● **What you are asked to do**
Please set down the entire listing exactly.

● **Exercise material**
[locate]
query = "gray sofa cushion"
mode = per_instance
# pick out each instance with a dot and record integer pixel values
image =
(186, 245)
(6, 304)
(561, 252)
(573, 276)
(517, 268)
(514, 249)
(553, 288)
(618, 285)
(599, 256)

● **Written solution**
[locate]
query = "gray sofa cushion"
mode = per_instance
# pick out each instance with a dot and record integer pixel values
image =
(186, 245)
(6, 304)
(561, 252)
(573, 276)
(517, 268)
(514, 249)
(553, 288)
(618, 285)
(599, 256)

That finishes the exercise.